DATA TO PROCESS.

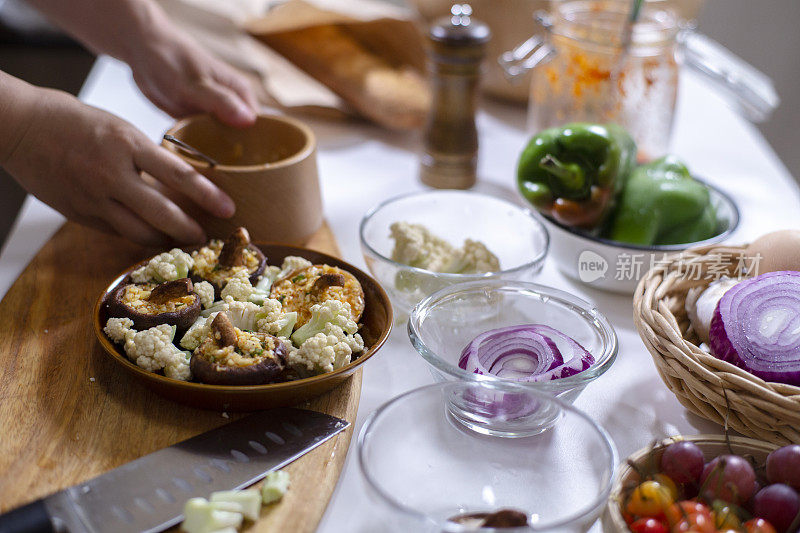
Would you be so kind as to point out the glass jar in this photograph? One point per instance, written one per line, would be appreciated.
(591, 65)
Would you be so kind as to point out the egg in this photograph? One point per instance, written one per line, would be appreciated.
(779, 250)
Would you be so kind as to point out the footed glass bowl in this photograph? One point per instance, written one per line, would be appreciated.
(423, 466)
(514, 234)
(444, 323)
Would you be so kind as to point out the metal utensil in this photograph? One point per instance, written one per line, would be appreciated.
(191, 150)
(148, 494)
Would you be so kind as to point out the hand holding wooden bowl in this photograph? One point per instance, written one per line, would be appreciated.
(268, 169)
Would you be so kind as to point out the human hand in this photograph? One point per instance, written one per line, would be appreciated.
(180, 77)
(86, 163)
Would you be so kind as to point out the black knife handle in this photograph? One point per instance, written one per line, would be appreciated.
(31, 518)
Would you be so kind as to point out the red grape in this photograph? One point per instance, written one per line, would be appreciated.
(758, 525)
(778, 504)
(783, 466)
(729, 478)
(683, 462)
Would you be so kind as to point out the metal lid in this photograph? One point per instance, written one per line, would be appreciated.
(460, 29)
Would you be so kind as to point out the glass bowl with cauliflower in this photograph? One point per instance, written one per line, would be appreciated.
(418, 243)
(235, 326)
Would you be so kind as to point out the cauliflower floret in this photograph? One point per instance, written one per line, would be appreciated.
(118, 329)
(205, 291)
(334, 312)
(473, 258)
(416, 246)
(152, 349)
(326, 351)
(238, 287)
(167, 266)
(179, 367)
(243, 315)
(274, 321)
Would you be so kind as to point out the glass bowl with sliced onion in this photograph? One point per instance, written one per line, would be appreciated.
(528, 333)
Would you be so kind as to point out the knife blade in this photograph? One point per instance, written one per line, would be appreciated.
(148, 494)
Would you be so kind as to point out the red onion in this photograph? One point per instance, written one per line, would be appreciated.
(756, 326)
(530, 352)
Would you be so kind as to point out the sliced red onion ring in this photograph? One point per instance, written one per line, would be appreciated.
(756, 326)
(529, 352)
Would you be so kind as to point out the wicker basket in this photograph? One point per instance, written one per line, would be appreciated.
(707, 386)
(645, 459)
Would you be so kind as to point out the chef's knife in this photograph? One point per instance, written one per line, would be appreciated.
(148, 494)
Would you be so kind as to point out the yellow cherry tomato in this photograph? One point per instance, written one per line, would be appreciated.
(650, 498)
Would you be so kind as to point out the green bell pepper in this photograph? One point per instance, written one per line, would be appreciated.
(662, 204)
(574, 173)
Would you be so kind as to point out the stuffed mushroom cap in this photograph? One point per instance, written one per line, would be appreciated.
(218, 261)
(151, 304)
(230, 356)
(305, 287)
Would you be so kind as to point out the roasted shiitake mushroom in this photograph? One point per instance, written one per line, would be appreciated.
(305, 287)
(150, 304)
(218, 261)
(230, 356)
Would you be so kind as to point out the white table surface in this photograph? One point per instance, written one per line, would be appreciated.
(629, 400)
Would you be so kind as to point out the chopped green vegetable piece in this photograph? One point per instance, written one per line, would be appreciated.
(201, 516)
(248, 499)
(275, 486)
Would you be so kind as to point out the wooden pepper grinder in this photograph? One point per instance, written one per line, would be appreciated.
(457, 48)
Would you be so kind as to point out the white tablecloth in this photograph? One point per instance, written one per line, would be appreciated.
(362, 165)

WHAT THIS TASK INVOLVES.
Reproduce the listing exactly. Leave its pictures out.

SOLUTION TO THE EXERCISE.
Would you be so kind as to point out the glass jar in this photograph? One point per instance, written one per line, would be appreciated.
(591, 65)
Would you be so kind as to point out the egg in this photograph? One point per instance, written one per line, would be appreciated.
(779, 250)
Would you be so kind as to point out the footed glass bowl in this photograph? One point per instance, written one per line, would be appreciated.
(423, 466)
(514, 234)
(444, 323)
Would you be so kind as to point out the metal utensil in this photograph? One point per instance, written one per line, would be appreciated.
(191, 150)
(148, 494)
Would you be so kind as to point out the hand holding wooden bowl in this photograph? One point per instance, written one per line, would be appreciated.
(268, 169)
Would you be so kind as to point out the human hand in this photograph? One point per instance, written one per line, would be appreciated.
(180, 77)
(86, 163)
Would you be so kind as to point out the black knife handle in this photograph? One point per instance, written one per line, would be appreciated.
(31, 518)
Would you be so kind as to point out the red grape in this photograph? One point per instance, written one per line, would be appreciated.
(758, 525)
(778, 504)
(783, 466)
(729, 478)
(683, 462)
Would you be so kind as to point out the metal lid in this photograph? One point per instance, written one per line, would be appreciated.
(460, 29)
Would you be so kind as to point out the glass bowl with cauliflower in this photograph? One point per instance, written one per line, would be appreciated.
(418, 243)
(235, 326)
Would you be so kind as to point out the cauliflower floret in this photograph? One point per instance, written one per line, would be appreciated.
(118, 329)
(205, 291)
(334, 312)
(473, 258)
(416, 246)
(152, 349)
(326, 351)
(238, 287)
(167, 266)
(179, 367)
(243, 315)
(274, 321)
Would you be so kind as to point out the glass bowl with sliced onion in this photograph? One point per instance, written one per line, would be appreciated.
(528, 333)
Would you be so kind as to point out the knife blade in this photograph? One point per instance, written one per line, would be appreciated.
(148, 494)
Would you be so kind as to point out the red onion in this photograph? One point per instance, written one per line, would be appreciated.
(756, 326)
(530, 352)
Would you be so kind as to point out the sliced red onion ring in this photograph? One point per instance, written one per line, would be appreciated.
(756, 326)
(529, 352)
Would you be so kind as to point out the wicker basket in this photograph? One point per instance, written one per line, would be appreciated.
(707, 386)
(645, 459)
Would you be so kind as to point out the chef's knife in this photograph? One point per instance, written one per line, would be appreciated.
(148, 494)
Would you be so kind as to point out the yellow cherry tomato in this photograph? One point per instance, written one per line, would be appreciated.
(650, 498)
Would you be so kind as to point out the green bell pepper in this photograph? One point per instance, written one per line, would be appreciated.
(662, 204)
(574, 173)
Would you be so kind as to point out the stuffed mushroom cap in this photograph? One point per instance, written one per line, would be appreciated.
(218, 261)
(151, 304)
(230, 356)
(305, 287)
Would you be so kind as to point out the roasted shiitake mushroom in this photograph? One point per instance, written one per line, would be appreciated.
(305, 287)
(150, 304)
(218, 261)
(230, 356)
Would you be so kind as to point out the white table surface in this photograph? One point per instance, written one per line, would be appreciated.
(629, 400)
Would you be so kind as to point out the chopped green vegetable piece in this photograph? One point per instance, written one per line, would be appreciated.
(201, 516)
(248, 499)
(275, 486)
Would you be so kind as to point out the wooden pepper grinder in this photograph? One point per instance, written one per line, would be appreciated.
(457, 48)
Would you be so kind as to point out the white tablecloth in this photograph? One point per instance, written one per line, would be appreciated.
(362, 165)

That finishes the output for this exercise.